TEXT BLOCK
>> begin

Viva La France! Just Say "Non" To Religious
Displays in Public Schools--Everywhere!
"What really bothers me about all this absurdity about "freedom fries" and all the other anti-French hoo-ha is that there wouldn't be an America if it weren't for the French. People get all up in arms about "the French being ungrateful for all we did for them in World War II." Well, first, gratitude does not mean slaving your will to someone else. Also, I bet if you asked most people they wouldn't even realize that France seriously bailed our asses out in the revolutionary war and there was no way we would have beaten the British otherwise. On top of that they sold us a large tract of land and gave us a big ass statue too."
France is leading the way for secular democracies in taking steps to ban religious emblems in state schools. While doing so has created holy howls from Muslim and Christian fundamentalists, it seems that French President Jacques Chirac, a French government advisory commission and the French National Assembly are doing the rest of us (e.g., Canadians, Australians, Americans, British, etc.) a huge service. A pity our president did not listen to these sensible folks when they made it clear a year ago that going to war in Iraq was a really bad idea.

>> end

REQUIRED TASK 1
Return the entries unchanged, starting at the first line of the entries and ending at the line that contains "90 67 L 85 67", with both of those lines included.
The article and the entries are unrelated material.

DATA TO PROCESS
>> begin

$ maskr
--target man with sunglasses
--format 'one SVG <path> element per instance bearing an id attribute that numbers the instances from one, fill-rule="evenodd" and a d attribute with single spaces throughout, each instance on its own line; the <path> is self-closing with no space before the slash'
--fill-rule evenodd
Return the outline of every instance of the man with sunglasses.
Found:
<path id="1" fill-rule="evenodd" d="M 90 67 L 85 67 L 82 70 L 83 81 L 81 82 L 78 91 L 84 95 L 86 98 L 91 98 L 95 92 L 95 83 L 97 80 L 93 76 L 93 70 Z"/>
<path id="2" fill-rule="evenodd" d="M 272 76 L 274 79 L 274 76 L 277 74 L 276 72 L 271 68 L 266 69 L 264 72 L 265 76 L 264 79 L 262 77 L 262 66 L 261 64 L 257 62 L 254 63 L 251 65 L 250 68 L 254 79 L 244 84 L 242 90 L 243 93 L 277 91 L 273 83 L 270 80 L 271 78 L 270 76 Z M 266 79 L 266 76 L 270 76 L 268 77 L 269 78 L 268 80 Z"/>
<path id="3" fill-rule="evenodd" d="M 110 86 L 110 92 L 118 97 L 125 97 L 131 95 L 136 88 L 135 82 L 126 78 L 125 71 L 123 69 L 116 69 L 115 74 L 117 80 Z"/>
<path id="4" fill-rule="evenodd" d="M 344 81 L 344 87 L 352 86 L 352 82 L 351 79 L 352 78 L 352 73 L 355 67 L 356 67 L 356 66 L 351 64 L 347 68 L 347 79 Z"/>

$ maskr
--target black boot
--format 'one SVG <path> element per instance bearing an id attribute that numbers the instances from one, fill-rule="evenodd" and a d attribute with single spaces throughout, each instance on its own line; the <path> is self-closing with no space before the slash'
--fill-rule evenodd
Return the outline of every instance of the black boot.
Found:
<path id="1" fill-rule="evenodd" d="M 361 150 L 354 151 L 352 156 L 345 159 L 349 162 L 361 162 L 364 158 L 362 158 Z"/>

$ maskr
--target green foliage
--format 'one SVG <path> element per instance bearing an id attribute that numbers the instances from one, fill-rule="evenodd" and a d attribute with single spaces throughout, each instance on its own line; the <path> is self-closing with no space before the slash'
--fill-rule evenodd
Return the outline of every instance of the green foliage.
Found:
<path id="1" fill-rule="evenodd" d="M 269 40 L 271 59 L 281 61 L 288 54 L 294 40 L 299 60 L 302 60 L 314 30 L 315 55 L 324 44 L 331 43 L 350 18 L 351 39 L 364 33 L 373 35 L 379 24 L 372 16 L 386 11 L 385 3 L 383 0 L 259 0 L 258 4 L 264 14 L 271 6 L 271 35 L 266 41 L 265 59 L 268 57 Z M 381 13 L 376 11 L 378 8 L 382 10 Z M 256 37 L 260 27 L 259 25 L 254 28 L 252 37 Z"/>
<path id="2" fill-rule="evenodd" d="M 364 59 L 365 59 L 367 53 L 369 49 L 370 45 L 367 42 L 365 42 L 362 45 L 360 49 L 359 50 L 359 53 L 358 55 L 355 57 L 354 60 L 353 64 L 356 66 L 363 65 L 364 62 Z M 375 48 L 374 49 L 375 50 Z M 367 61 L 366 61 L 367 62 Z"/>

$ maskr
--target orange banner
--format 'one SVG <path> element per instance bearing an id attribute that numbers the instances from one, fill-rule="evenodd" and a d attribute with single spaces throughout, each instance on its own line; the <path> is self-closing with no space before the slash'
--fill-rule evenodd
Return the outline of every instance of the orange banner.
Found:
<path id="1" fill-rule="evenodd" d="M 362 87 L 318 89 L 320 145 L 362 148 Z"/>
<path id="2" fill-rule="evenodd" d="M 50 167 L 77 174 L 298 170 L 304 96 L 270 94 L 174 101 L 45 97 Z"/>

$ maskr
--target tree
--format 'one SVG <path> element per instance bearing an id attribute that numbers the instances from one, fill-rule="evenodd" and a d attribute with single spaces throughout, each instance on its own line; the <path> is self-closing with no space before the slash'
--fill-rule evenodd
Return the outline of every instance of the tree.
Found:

>> end

REQUIRED TASK 2
According to the article, where is France taking steps to ban religious emblems?

WRITTEN SOLUTION 1
$ maskr
--target man with sunglasses
--format 'one SVG <path> element per instance bearing an id attribute that numbers the instances from one, fill-rule="evenodd" and a d attribute with single spaces throughout, each instance on its own line; the <path> is self-closing with no space before the slash'
--fill-rule evenodd
Return the outline of every instance of the man with sunglasses.
Found:
<path id="1" fill-rule="evenodd" d="M 90 67 L 85 67 L 82 70 L 83 81 L 81 82 L 78 91 L 84 95 L 86 98 L 91 98 L 95 92 L 95 83 L 97 80 L 93 76 L 93 70 Z"/>

WRITTEN SOLUTION 2
In state schools.